• _Page excerpt_
((

[GitHub] [flink] StephanEwen commented on a change in pull request #15161: [FLINK-20114][connector/kafka,common] Fix a few KafkaSource-related bugs

GitBox Tue, 23 Mar 2021 12:02:58 -0700


StephanEwen commented on a change in pull request #15161:
URL: https://github.com/apache/flink/pull/15161#discussion_r599670918




##########
File path: 
flink-runtime/src/main/java/org/apache/flink/runtime/source/coordinator/SourceCoordinatorContext.java
##########
@@ -267,6 +270,12 @@ void failJob(Throwable cause) {
     }
 
     void handleUncaughtExceptionFromAsyncCall(Throwable t) {
+        if (closed) {
+            // We do not trigger a job failure again if the source coordinator 
is already closed.
+            LOG.debug("Caught exception when shutting down the 
SourceCoordinatorContext.", t);

Review comment:
       Users may still be confused by this message here, showing an Exception 
and a stack trace.
   I would suggest to not even log here, because the contract is that 
exceptions after closing are suppressed. We do a similar thing during task 
cancellation: as soon as the status is CANCELLED, all exceptions are 
suppressed. It gives the cleanest logs and user experience.
   
   Alternatively, if you think logging here is crucial, I would change the log 
message to something like: "Ignoring async exception after closing the 
coordinator." so that users know they do not need to worry about that exception.

##########
File path: 
flink-runtime/src/main/java/org/apache/flink/runtime/source/coordinator/SourceCoordinatorContext.java
##########
@@ -103,18 +106,22 @@ public SourceCoordinatorContext(
             SimpleVersionedSerializer<SplitT> splitSerializer) {
         this(
                 coordinatorExecutor,
+                Executors.newScheduledThreadPool(
+                        numWorkerThreads,
+                        new ExecutorThreadFactory(
+                                
coordinatorThreadFactory.getCoordinatorThreadName() + "-worker")),
                 coordinatorThreadFactory,
-                numWorkerThreads,
                 operatorCoordinatorContext,
                 splitSerializer,
                 new SplitAssignmentTracker<>());
     }
 
     // Package private method for unit test.

))

Copy the pull request review word for word, from "Alternatively, if you" up to and including "about that exception.".

• _Material provided_

((

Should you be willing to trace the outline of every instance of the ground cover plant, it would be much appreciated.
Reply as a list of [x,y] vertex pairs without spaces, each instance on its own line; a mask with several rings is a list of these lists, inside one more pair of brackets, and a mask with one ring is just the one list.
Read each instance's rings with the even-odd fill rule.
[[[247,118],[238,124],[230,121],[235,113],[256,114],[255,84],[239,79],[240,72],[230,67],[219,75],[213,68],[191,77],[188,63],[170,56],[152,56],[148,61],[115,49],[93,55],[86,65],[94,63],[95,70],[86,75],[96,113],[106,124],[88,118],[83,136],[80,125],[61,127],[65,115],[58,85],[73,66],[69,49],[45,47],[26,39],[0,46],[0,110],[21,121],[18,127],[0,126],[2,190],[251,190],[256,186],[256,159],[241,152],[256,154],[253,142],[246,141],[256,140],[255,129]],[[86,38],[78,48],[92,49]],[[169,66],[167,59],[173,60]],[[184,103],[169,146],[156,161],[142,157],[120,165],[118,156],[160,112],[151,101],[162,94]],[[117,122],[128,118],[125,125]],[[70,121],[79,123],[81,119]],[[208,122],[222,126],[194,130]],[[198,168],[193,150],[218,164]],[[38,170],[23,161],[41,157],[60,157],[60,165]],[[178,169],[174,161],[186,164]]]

))

• _Result for this task_
Alternatively, if you think logging here is crucial, I would change the log 
message to something like: "Ignoring async exception after closing the 
coordinator." so that users know they do not need to worry about that exception.